> _Your goal_: Set down each record that follows exactly. Drop the images.

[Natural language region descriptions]
========================
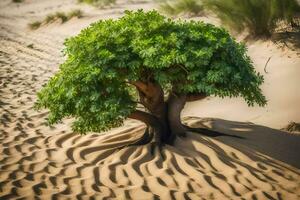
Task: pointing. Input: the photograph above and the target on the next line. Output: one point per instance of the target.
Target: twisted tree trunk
(163, 117)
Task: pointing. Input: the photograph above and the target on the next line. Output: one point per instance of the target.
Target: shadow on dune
(277, 144)
(228, 165)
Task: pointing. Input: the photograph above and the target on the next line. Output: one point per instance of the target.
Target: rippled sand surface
(54, 163)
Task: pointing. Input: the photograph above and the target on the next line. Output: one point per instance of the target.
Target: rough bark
(175, 105)
(150, 121)
(163, 120)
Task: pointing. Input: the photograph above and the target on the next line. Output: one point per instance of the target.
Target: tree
(114, 67)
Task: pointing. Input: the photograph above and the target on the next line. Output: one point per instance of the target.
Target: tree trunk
(163, 120)
(175, 105)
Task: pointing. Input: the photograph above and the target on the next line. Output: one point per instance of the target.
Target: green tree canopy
(94, 86)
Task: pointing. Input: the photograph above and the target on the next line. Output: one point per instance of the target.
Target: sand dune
(54, 163)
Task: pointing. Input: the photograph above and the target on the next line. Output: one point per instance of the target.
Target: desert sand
(255, 161)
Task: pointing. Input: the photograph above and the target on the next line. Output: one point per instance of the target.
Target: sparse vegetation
(192, 7)
(63, 17)
(30, 46)
(17, 1)
(292, 127)
(34, 25)
(100, 3)
(259, 17)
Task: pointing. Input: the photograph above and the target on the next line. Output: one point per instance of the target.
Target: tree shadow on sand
(277, 144)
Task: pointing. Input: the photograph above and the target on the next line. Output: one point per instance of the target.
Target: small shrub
(192, 7)
(30, 46)
(50, 18)
(17, 1)
(75, 13)
(100, 3)
(62, 16)
(292, 127)
(35, 25)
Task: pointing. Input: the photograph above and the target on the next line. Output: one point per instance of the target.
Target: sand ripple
(38, 162)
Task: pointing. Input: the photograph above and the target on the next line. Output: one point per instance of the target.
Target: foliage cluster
(63, 17)
(17, 1)
(192, 7)
(188, 57)
(100, 3)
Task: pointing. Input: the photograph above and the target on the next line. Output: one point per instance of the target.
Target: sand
(40, 162)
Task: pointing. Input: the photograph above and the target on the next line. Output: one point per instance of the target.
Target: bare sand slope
(54, 163)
========================
> _Response to this exercise_:
Task: pointing. Input: the photograph above and the target on the next line. Output: one point per instance of the target.
Target: twisted tree trunk
(163, 117)
Task: pointing. Input: the photograph above and the target on the next line. Output: one point per instance of the target.
Target: shadow on dune
(277, 144)
(228, 165)
Task: pointing. Input: the photograph above and the target on the next line. Output: one point per instance of the target.
Target: rippled sand surface
(54, 163)
Task: pointing. Input: the photograph above and the target on the next line. Output: one point per instance of the target.
Target: rough bark
(175, 105)
(150, 121)
(163, 120)
Task: pointing. Input: the photograph above and the target on the next line. Output: one point per instance of the target.
Target: tree
(114, 67)
Task: pointing. Input: the photograph above and the target on the next line. Output: one point per instance of the target.
Target: tree trunk
(163, 120)
(175, 105)
Task: pointing. Input: the photograph above and the target on the next line. Output: one point per instance of the target.
Target: green tree canopy
(94, 86)
Task: pointing. Input: the photograph above and the target on the next line. Output: one point per instance of the target.
Target: sand dune
(54, 163)
Task: pointing. Input: the photograph above and the target on the next line. Output: one point per instance of the target.
Target: desert sand
(255, 161)
Task: pointing. Input: the photograph above and the target on the next line. Output: one point per instance of the target.
Target: sparse vegetation
(192, 7)
(63, 17)
(30, 46)
(17, 1)
(292, 127)
(34, 25)
(100, 3)
(259, 17)
Task: pointing. Input: the photograph above and the target on the next line. Output: one point per instance of the target.
Target: tree shadow on sand
(277, 144)
Task: pointing. Input: the photograph above and the target on the next line. Output: one point per instance of the target.
Target: small shrub
(192, 7)
(30, 46)
(50, 18)
(17, 1)
(75, 13)
(100, 3)
(62, 16)
(292, 127)
(35, 25)
Task: pointing. Input: the photograph above and the target on the next line. Output: one point per instance of the target.
Target: sand ripple
(38, 162)
Task: pointing. Input: the photograph above and the target on the next line. Output: one point per instance of the target.
Target: foliage cluster
(63, 17)
(17, 1)
(192, 7)
(188, 57)
(100, 3)
Task: pointing. Input: the photograph above and the target on the next line. Output: one point per instance of the target.
Target: sand
(40, 162)
Task: pointing. Input: the photograph above and the target on the next line. Output: one point per instance of the target.
Target: bare sand slope
(54, 163)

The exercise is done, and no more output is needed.